> To be done: Count how many of the lines below contain the word "bare". Give only the number.

> Entries from a collection:
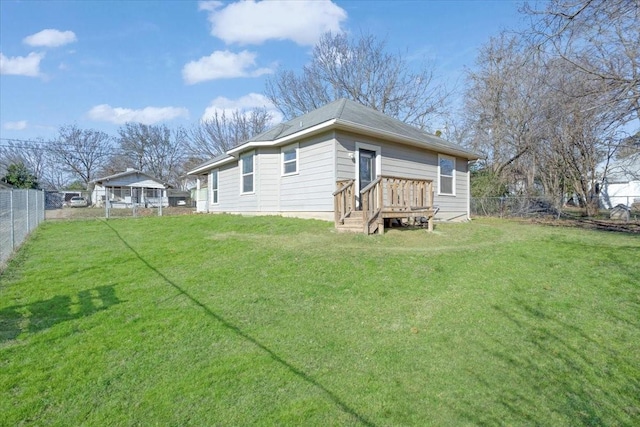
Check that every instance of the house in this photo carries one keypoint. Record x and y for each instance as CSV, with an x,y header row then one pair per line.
x,y
128,189
342,162
621,185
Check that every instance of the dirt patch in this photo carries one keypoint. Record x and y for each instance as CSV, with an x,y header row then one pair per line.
x,y
632,227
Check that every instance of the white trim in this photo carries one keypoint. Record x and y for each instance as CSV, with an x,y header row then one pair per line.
x,y
296,148
284,140
253,172
453,175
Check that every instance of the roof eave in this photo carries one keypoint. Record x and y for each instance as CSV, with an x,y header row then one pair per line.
x,y
208,167
355,127
313,130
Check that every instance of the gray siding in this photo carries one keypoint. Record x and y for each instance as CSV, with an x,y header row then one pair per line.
x,y
409,162
309,191
312,187
268,178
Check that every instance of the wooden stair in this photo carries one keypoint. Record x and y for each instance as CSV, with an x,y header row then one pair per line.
x,y
351,225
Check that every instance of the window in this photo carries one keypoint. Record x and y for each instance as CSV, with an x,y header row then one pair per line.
x,y
446,175
290,160
214,187
247,167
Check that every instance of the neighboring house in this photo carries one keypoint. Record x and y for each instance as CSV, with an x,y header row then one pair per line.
x,y
342,162
621,185
128,189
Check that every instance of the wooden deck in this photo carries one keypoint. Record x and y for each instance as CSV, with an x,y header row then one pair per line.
x,y
384,199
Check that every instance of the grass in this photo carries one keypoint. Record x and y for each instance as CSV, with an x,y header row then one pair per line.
x,y
223,320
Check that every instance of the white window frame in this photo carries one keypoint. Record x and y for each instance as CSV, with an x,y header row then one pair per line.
x,y
296,148
452,176
214,191
253,172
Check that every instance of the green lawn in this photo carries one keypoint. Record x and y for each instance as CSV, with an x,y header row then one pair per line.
x,y
222,320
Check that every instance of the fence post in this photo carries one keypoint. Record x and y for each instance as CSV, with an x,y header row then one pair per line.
x,y
13,223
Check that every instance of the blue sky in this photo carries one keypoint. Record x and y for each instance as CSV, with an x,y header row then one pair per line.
x,y
99,64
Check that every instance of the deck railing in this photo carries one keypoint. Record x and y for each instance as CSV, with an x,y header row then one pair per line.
x,y
385,197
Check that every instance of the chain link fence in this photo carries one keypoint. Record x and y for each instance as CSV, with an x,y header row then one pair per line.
x,y
541,206
21,211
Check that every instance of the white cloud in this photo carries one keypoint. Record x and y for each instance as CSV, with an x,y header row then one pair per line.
x,y
19,125
254,22
21,65
245,103
147,115
50,38
222,64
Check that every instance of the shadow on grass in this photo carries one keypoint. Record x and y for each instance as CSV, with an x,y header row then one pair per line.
x,y
227,324
557,373
44,314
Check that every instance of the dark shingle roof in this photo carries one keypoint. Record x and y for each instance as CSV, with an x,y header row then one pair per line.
x,y
349,115
345,111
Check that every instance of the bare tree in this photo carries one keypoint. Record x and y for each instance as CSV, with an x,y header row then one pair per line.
x,y
33,154
153,149
81,152
501,108
364,71
599,39
219,133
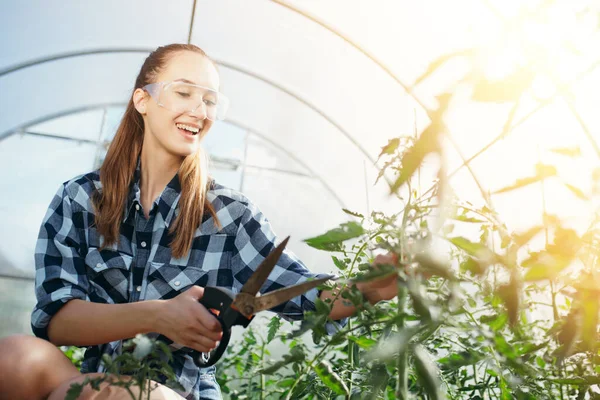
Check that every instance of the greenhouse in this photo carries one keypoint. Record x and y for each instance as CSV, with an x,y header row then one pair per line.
x,y
461,137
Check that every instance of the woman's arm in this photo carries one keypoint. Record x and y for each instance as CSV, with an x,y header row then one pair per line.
x,y
82,323
373,291
182,319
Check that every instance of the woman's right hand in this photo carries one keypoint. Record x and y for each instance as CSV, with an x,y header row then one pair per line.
x,y
187,322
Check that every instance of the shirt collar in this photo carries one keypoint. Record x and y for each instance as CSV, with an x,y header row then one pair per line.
x,y
167,201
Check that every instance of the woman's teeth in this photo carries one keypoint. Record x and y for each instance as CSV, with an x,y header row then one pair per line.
x,y
188,128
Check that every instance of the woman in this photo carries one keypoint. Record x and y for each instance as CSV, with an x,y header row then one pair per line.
x,y
128,249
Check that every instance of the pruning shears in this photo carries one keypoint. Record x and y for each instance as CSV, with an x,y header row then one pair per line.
x,y
232,309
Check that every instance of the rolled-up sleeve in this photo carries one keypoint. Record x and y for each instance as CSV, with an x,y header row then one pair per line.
x,y
255,239
60,271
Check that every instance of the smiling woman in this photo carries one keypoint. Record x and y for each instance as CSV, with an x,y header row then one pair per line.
x,y
129,248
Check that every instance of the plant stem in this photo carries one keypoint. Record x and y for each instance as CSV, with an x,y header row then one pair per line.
x,y
401,364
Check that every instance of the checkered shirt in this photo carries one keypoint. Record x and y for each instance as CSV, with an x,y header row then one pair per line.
x,y
70,264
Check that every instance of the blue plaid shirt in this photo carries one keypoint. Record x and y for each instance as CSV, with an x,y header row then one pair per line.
x,y
70,264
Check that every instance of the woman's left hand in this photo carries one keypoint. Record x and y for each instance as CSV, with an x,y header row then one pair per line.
x,y
384,288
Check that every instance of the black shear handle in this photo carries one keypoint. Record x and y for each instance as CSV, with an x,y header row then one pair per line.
x,y
219,299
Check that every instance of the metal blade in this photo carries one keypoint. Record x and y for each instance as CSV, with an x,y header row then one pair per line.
x,y
258,278
276,297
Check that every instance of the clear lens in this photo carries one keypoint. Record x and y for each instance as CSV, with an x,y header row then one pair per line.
x,y
184,97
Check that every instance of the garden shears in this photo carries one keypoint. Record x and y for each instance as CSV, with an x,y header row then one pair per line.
x,y
239,309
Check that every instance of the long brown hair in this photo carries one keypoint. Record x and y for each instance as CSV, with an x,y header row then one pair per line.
x,y
118,168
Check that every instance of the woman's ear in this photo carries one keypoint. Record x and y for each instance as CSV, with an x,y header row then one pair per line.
x,y
140,98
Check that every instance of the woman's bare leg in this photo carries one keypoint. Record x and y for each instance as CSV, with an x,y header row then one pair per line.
x,y
31,368
108,392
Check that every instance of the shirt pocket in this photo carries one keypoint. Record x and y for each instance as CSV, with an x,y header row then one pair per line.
x,y
108,274
166,281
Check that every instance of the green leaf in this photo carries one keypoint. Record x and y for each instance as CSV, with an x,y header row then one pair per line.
x,y
464,218
296,354
331,240
354,214
524,238
434,266
540,362
331,379
339,263
589,318
74,391
428,373
473,249
586,380
543,172
365,343
414,156
473,266
322,307
390,148
274,325
390,347
511,295
287,382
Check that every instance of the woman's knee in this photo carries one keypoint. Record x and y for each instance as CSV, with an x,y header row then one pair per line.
x,y
109,392
31,367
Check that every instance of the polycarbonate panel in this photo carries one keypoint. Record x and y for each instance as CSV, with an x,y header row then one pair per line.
x,y
302,132
66,85
261,153
406,36
85,125
311,62
298,207
33,169
46,28
16,302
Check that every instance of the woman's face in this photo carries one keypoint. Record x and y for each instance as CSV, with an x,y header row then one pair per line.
x,y
163,127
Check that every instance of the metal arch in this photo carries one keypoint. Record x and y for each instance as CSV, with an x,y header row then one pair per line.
x,y
49,117
290,155
356,46
235,123
408,90
225,64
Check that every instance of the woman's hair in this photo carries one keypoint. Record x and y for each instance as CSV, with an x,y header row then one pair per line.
x,y
118,168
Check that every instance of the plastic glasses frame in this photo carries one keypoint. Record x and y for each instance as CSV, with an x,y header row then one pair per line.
x,y
154,90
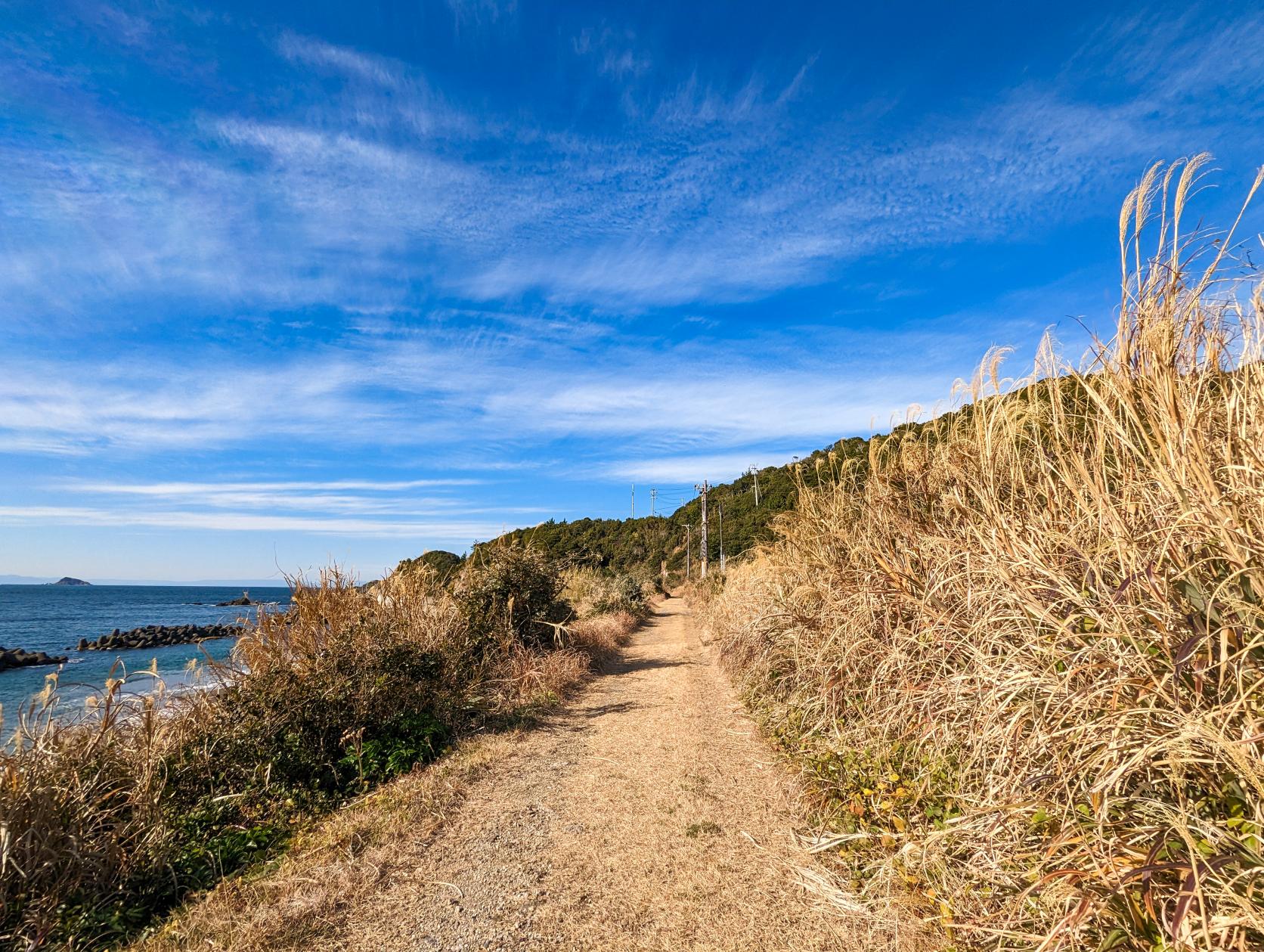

> Result of this task: 2